--- Start of The records ---

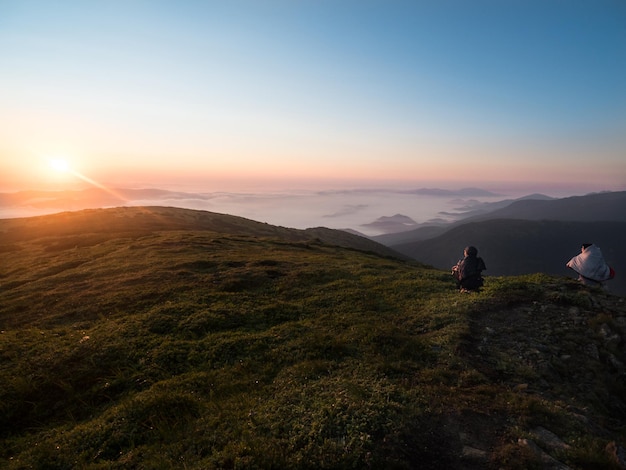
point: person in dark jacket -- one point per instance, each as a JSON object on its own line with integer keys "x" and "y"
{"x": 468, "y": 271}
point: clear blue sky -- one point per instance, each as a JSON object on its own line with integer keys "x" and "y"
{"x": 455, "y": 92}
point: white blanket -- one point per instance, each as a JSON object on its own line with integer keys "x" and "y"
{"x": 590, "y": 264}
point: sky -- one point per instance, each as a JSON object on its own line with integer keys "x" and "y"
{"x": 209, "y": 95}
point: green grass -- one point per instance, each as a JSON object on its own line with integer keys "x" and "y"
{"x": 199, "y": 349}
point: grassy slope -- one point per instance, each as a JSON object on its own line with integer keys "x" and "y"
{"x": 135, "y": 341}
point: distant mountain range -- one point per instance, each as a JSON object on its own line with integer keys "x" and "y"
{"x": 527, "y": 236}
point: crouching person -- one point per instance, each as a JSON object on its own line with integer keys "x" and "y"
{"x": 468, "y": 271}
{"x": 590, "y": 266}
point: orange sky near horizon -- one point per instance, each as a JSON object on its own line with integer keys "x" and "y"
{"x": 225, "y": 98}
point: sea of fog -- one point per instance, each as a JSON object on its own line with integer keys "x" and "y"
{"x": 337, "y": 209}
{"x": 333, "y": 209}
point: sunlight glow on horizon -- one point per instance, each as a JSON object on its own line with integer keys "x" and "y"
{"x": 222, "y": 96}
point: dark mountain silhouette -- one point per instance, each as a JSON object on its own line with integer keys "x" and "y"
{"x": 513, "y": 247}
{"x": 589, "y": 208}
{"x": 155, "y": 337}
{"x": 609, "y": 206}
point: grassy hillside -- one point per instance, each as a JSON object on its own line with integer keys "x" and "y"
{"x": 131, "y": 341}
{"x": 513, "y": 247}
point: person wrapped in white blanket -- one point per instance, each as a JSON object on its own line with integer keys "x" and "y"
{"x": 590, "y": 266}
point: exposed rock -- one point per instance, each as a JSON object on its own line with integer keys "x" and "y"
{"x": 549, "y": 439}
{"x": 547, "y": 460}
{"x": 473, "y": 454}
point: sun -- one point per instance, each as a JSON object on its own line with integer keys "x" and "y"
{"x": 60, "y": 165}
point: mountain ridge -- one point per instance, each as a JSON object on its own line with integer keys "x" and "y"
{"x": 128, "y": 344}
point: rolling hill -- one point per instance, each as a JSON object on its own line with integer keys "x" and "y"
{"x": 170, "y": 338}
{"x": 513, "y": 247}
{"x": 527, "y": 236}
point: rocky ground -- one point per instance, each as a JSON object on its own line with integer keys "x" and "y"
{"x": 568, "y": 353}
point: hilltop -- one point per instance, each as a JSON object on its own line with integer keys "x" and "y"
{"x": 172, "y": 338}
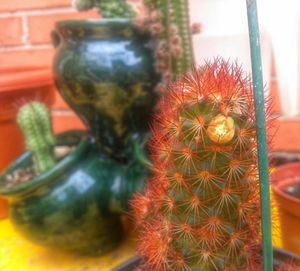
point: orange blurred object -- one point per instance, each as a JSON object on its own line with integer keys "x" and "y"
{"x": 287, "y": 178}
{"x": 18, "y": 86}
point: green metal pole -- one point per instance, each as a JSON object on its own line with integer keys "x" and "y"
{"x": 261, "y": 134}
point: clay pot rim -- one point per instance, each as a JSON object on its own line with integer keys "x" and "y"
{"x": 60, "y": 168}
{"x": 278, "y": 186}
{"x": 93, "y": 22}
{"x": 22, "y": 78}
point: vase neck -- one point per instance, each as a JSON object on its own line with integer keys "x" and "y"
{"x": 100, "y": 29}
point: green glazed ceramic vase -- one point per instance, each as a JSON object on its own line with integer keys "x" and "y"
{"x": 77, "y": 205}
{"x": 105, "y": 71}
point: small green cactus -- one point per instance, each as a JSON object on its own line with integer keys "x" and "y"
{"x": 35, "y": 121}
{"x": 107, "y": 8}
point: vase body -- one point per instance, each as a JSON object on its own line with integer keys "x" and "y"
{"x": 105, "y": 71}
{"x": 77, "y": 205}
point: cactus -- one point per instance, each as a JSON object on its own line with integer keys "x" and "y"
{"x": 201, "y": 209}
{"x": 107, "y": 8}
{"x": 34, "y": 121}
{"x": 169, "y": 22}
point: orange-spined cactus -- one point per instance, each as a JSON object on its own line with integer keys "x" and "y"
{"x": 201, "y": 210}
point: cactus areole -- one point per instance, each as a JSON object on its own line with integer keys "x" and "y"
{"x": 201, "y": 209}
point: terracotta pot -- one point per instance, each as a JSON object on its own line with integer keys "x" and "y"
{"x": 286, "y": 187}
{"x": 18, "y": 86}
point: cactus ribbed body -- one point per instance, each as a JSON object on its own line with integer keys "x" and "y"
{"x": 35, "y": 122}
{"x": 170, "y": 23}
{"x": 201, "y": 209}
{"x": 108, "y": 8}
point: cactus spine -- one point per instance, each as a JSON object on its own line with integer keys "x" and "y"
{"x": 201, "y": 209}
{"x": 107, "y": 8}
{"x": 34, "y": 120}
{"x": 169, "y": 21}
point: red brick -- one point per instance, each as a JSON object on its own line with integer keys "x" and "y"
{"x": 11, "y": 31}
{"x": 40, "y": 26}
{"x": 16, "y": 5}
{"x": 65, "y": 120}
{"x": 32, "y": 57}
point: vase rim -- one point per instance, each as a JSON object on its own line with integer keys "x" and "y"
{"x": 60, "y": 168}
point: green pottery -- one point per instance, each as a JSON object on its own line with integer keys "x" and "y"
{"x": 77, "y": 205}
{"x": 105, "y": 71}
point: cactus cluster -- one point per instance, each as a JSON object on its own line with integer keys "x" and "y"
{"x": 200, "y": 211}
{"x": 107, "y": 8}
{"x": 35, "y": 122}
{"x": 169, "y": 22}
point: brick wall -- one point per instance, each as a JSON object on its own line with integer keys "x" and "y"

--- End of The records ---

_What you are asked to do_. Skip the images and write out the rest of the listing exactly.

_Output_.
point: person in dark jacket -- one point per instance, each as a JSON object on its own line with integer keys "x" and "y"
{"x": 468, "y": 271}
point: clear blue sky -- one point per instance, each as a JSON object on its own line with integer keys "x" and "y"
{"x": 455, "y": 92}
point: white blanket -- one point per instance, each as a JSON object on its own line with integer keys "x" and "y"
{"x": 590, "y": 264}
point: sky -- one point per instance, each as a JSON object on its own line with integer keys "x" and "y"
{"x": 209, "y": 95}
point: green grass -- one point per instance, each as a JSON object on its own line with integer keys "x" and "y"
{"x": 199, "y": 349}
point: grassy slope -- one point per instance, each as a JSON object on its own line with integer keys "x" and "y"
{"x": 135, "y": 341}
point: distant mountain range -- one point per instance, each as a JSON object on its own line with integer keys "x" and "y"
{"x": 527, "y": 236}
point: crouching person -- one point per instance, each as a JSON object on its own line with integer keys "x" and "y"
{"x": 468, "y": 271}
{"x": 590, "y": 266}
point: orange sky near horizon -- one point per instance, each as a JSON object on its own line with integer keys "x" and "y"
{"x": 225, "y": 98}
point: sea of fog -- one point per instance, each as a JSON object on its own line with integer keys "x" and "y"
{"x": 337, "y": 209}
{"x": 333, "y": 209}
point: sunlight glow on horizon -- one point per instance, each as a JSON object on its own line with integer keys "x" and "y"
{"x": 222, "y": 96}
point: dark mountain silhouette -- one point per instance, each as a JSON object on its own line with integer keys "x" and "y"
{"x": 513, "y": 247}
{"x": 589, "y": 208}
{"x": 155, "y": 337}
{"x": 609, "y": 206}
point: grassy hillside -- one point per instance, each as a JSON object on its own line with integer keys "x" and "y"
{"x": 131, "y": 341}
{"x": 513, "y": 247}
point: person wrapped in white blanket -- one point per instance, each as a JSON object on its own line with integer keys "x" and "y"
{"x": 590, "y": 266}
point: exposed rock -- one point per instance, each as a JSON object on its own line with integer keys "x" and "y"
{"x": 549, "y": 439}
{"x": 547, "y": 460}
{"x": 473, "y": 454}
point: sun -- one point per instance, each as a JSON object on its own line with integer keys "x" and "y"
{"x": 60, "y": 165}
point: mountain ridge -- one point per instance, each as a JSON object on its own line with integer keys "x" and "y"
{"x": 128, "y": 344}
point: rolling hill -- one point per instance, each as a JSON object on its own line with integer keys "x" and "y"
{"x": 170, "y": 338}
{"x": 513, "y": 247}
{"x": 527, "y": 236}
point: rocky ground -- one point per instance, each as a JSON object on its own line with integer keys "x" and "y"
{"x": 568, "y": 353}
point: hilltop -- one point per instance, each as a JSON object on its own line with integer keys "x" and "y"
{"x": 172, "y": 338}
point: orange blurred object -- one point per instance, each as a JSON object on its own line with integer keys "x" and "y"
{"x": 287, "y": 178}
{"x": 18, "y": 86}
point: green metal pole -- one point per instance, each as a JSON object on its own line with integer keys "x" and "y"
{"x": 261, "y": 134}
point: clay pot rim -- one point per instance, each as a JSON object on its own line with integer keys "x" and "y"
{"x": 60, "y": 168}
{"x": 278, "y": 186}
{"x": 93, "y": 22}
{"x": 22, "y": 78}
point: vase neck -- one point per instance, each as a JSON object on its own line with integer keys "x" and "y"
{"x": 100, "y": 29}
point: green glazed ceramic vase -- one point per instance, each as a JSON object on its own line with integer keys "x" and "y"
{"x": 77, "y": 205}
{"x": 105, "y": 71}
point: small green cactus -- one point per instance, each as a JSON object on its own line with integer keys "x" and "y"
{"x": 35, "y": 121}
{"x": 107, "y": 8}
point: vase body -- one point per instance, each as a JSON object on its own line with integer keys "x" and "y"
{"x": 105, "y": 71}
{"x": 77, "y": 205}
point: cactus -- one point per instance, each as a JSON object on its own line with integer keys "x" and "y"
{"x": 201, "y": 209}
{"x": 107, "y": 8}
{"x": 34, "y": 121}
{"x": 169, "y": 22}
point: orange-spined cactus -- one point per instance, each as a JSON object on its own line with integer keys "x" and "y"
{"x": 201, "y": 210}
point: cactus areole -- one point per instance, each as a JSON object on its own line with integer keys "x" and "y"
{"x": 201, "y": 209}
point: terracotta pot -- one point per instance, each as a JSON object on its own line with integer keys "x" and "y"
{"x": 286, "y": 187}
{"x": 18, "y": 86}
point: cactus ribbed body -- one point per instance, each as a JSON object on its own line with integer keys "x" and "y"
{"x": 35, "y": 122}
{"x": 170, "y": 23}
{"x": 201, "y": 209}
{"x": 108, "y": 8}
point: cactus spine -- one point per instance, each as a JSON object on its own line with integer keys "x" and "y"
{"x": 201, "y": 209}
{"x": 107, "y": 8}
{"x": 34, "y": 120}
{"x": 169, "y": 21}
point: red brick -- one point per instance, each as a JSON object on its own line with integer keys "x" and "y"
{"x": 11, "y": 31}
{"x": 40, "y": 26}
{"x": 16, "y": 5}
{"x": 65, "y": 120}
{"x": 32, "y": 57}
point: vase rim -- one point per instance, each as a JSON object on its own line with integer keys "x" and "y"
{"x": 60, "y": 168}
point: green pottery -- one point per instance, each as a JSON object on its own line with integer keys "x" and "y"
{"x": 77, "y": 205}
{"x": 105, "y": 71}
point: cactus cluster -- one point per instance, each as a JSON object on its own line with integer keys "x" and "y"
{"x": 200, "y": 211}
{"x": 107, "y": 8}
{"x": 35, "y": 122}
{"x": 169, "y": 22}
point: brick wall -- one point per instance, each as a JSON object on its own line with integer keys "x" and "y"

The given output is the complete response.